— Start —
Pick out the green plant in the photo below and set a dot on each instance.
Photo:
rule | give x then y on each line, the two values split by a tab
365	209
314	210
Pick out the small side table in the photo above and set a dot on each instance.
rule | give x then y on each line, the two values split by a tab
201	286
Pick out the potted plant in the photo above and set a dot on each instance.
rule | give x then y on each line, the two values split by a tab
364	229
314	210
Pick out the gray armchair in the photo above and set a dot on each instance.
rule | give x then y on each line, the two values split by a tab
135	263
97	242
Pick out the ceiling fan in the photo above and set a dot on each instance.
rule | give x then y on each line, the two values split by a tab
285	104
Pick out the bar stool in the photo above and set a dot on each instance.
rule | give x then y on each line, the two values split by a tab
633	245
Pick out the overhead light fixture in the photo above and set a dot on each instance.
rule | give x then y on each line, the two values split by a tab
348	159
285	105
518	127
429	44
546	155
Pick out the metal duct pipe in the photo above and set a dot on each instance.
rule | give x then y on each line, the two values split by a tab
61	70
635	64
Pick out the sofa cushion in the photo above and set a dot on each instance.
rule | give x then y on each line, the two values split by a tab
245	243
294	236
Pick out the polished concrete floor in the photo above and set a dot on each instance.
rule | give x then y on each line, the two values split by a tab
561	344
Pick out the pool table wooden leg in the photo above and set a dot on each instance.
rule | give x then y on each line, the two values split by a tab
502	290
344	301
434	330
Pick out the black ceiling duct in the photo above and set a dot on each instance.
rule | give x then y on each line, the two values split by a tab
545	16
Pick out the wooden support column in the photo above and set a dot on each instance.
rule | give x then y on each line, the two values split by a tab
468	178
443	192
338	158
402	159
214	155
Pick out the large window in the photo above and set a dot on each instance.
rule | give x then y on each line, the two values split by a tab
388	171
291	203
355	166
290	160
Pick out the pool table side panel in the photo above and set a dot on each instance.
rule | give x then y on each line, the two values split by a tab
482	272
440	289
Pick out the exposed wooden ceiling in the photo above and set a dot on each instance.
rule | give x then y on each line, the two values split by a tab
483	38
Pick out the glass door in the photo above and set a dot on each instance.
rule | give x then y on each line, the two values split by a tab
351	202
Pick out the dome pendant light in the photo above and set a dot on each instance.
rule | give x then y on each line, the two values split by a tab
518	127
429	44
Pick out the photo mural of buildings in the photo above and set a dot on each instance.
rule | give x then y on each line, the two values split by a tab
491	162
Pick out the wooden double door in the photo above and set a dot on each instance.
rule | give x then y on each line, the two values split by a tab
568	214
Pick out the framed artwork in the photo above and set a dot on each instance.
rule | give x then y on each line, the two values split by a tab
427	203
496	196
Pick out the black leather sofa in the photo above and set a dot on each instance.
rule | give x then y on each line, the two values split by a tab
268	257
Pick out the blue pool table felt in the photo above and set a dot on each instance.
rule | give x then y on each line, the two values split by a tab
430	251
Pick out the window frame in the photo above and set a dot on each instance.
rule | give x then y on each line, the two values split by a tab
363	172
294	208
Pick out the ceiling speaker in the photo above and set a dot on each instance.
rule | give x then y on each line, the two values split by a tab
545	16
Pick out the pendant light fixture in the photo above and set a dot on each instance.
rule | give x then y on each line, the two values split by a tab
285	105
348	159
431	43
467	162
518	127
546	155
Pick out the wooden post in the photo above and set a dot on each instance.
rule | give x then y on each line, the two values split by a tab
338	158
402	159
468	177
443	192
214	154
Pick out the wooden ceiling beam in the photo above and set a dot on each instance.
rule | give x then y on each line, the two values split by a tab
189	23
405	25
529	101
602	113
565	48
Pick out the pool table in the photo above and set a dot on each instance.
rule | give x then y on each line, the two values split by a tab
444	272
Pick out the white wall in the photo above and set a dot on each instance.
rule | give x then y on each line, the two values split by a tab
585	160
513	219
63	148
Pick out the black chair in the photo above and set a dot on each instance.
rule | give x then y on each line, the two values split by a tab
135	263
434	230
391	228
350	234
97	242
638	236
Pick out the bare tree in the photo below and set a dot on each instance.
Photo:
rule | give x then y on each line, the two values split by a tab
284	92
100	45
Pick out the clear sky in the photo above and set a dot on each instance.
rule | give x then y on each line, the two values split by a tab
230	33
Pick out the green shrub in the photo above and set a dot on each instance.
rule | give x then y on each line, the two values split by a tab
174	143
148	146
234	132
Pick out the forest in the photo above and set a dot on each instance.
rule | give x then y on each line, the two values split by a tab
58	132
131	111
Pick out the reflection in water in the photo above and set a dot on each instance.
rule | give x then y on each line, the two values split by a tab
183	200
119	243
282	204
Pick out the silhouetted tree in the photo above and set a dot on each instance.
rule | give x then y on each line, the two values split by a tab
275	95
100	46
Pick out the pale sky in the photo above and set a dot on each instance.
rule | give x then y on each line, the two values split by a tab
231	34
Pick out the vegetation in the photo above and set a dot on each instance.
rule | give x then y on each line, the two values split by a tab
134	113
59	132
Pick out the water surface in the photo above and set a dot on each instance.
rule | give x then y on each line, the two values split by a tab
— End —
Can you give the rows again, starting with the line with "Pick out the water" and going on through the end of the rows, swapping "tab" for "comma" and leaving everything else unchanged?

» Full output:
Pick out the water surface in the photo above and set a dot on each instance.
rule | give x then y on each line, the two values split by a comma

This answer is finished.